[Coordinate annotation records]

☆ ☆ ☆ ☆ ☆ ☆ ☆

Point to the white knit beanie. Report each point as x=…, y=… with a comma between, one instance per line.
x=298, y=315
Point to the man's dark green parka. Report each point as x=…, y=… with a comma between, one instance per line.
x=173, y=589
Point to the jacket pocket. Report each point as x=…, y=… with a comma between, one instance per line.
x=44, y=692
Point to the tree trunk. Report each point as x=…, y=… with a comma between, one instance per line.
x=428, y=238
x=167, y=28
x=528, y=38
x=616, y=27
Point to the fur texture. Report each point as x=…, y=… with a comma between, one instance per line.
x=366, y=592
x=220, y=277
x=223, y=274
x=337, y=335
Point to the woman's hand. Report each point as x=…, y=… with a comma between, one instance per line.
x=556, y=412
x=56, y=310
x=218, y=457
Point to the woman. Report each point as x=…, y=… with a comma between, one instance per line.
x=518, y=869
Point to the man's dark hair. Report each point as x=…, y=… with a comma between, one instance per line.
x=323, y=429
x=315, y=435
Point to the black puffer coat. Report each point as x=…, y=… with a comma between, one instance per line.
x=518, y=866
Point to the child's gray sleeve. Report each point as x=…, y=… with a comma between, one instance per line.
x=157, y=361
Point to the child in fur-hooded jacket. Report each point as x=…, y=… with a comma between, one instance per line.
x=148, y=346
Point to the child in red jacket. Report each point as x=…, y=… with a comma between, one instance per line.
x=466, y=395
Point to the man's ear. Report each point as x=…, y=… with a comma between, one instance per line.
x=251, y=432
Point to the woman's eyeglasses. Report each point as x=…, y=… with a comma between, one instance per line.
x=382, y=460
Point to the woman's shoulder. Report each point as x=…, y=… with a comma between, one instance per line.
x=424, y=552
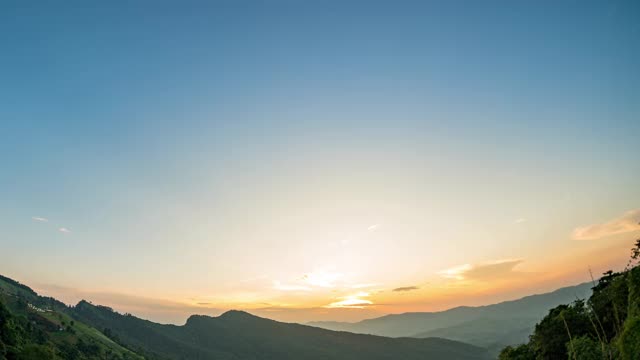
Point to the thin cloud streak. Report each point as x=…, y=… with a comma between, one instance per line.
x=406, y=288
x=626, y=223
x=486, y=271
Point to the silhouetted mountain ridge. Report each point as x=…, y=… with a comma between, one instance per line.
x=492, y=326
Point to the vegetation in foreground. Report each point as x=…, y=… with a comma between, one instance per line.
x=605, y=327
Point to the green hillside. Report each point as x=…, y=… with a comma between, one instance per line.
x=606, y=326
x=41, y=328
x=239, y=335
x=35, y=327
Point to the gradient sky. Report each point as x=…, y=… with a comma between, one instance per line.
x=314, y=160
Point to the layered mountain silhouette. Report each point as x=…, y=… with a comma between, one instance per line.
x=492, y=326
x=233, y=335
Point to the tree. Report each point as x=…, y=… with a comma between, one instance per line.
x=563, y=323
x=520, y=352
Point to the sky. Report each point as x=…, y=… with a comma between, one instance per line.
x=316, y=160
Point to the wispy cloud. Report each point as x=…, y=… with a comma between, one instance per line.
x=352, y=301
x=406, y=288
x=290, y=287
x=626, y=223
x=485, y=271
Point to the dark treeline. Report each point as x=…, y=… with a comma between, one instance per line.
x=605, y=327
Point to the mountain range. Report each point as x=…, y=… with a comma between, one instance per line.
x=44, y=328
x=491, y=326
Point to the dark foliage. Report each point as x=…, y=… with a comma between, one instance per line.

☆ ☆ ☆ ☆ ☆ ☆ ☆

* Stated problem
Copy out every line of the data above word for word, but leave out the pictures.

* Complete response
Point to the white knit beanie. Report each point as x=…, y=… with a comma between, one instance per line.
x=298, y=315
Point to the man's dark green parka. Report each point as x=…, y=… with a comma between, one instance per line.
x=173, y=589
Point to the jacket pocket. Report each point as x=…, y=… with a comma between, one instance per line.
x=44, y=692
Point to the tree trunk. Report each point as x=…, y=… with a comma between, one instance per line.
x=428, y=238
x=167, y=28
x=528, y=38
x=616, y=27
Point to the fur texture. Report each point as x=…, y=… with a comma between, one instance per line.
x=366, y=592
x=220, y=277
x=223, y=274
x=337, y=335
Point to the woman's hand. Report each point as x=…, y=… with a comma between, one instance per line.
x=556, y=412
x=56, y=310
x=218, y=457
Point to the woman. Report each point as x=…, y=… with a comma between, one instance per line.
x=518, y=869
Point to the man's dark hair. Report each point as x=…, y=… with a comma between, one instance per line.
x=323, y=429
x=315, y=435
Point to the black puffer coat. Report each point as x=…, y=… with a comma between, one instance per line.
x=518, y=866
Point to the child's gray sleeve. Report each point as x=…, y=… with a comma between, one instance per line.
x=157, y=361
Point to the child in fur-hooded jacket. Report each point as x=…, y=… with a comma between, one instance per line.
x=148, y=346
Point to the child in red jacket. Report each point as x=…, y=… with a comma between, one instance per line.
x=466, y=395
Point to the man's ear. Report each point as x=…, y=… with a comma between, one instance per line.
x=251, y=432
Point to the woman's eyeglasses. Report each point as x=…, y=… with a comma between, one instance per line.
x=382, y=460
Point to the woman's shoulder. Report each point as x=…, y=… with a comma between, one instance per line.
x=424, y=552
Point to the thin cloud streak. Report each point as x=…, y=… with a comma between, one instance per line.
x=406, y=288
x=626, y=223
x=486, y=271
Point to the silhouetted mountain ridge. Report each point as x=…, y=… with a comma between, one instance per line.
x=492, y=326
Point to the vegetation in foreground. Report each point as x=…, y=… with a comma between, one instance per line.
x=605, y=327
Point to the green hillside. Report each point as x=…, y=… with a comma between, one instance per line.
x=606, y=326
x=41, y=328
x=239, y=335
x=35, y=327
Point to the gradient sky. Report each point as x=…, y=… with a comma between, one instance per line.
x=314, y=160
Point to the layered mountain silhouette. Report each point as x=…, y=… with a comma between, one instance per line.
x=492, y=326
x=233, y=335
Point to the tree. Report each point as x=…, y=… with a comma between, one instance per line.
x=563, y=323
x=520, y=352
Point to the sky. Report each point as x=…, y=… with a comma between, one instance per line.
x=316, y=160
Point to the wispy cloud. Report each point as x=…, y=… with a comma between, one instance per line.
x=352, y=301
x=406, y=288
x=290, y=287
x=626, y=223
x=485, y=271
Point to the dark treeline. Report each point as x=…, y=… with a comma between, one instance per line.
x=605, y=327
Point to the mountain range. Report each point as x=…, y=… with a comma between, one instance per line.
x=44, y=328
x=491, y=326
Point to the dark foliage. Report each point as x=…, y=… with a comma between, one instance per line.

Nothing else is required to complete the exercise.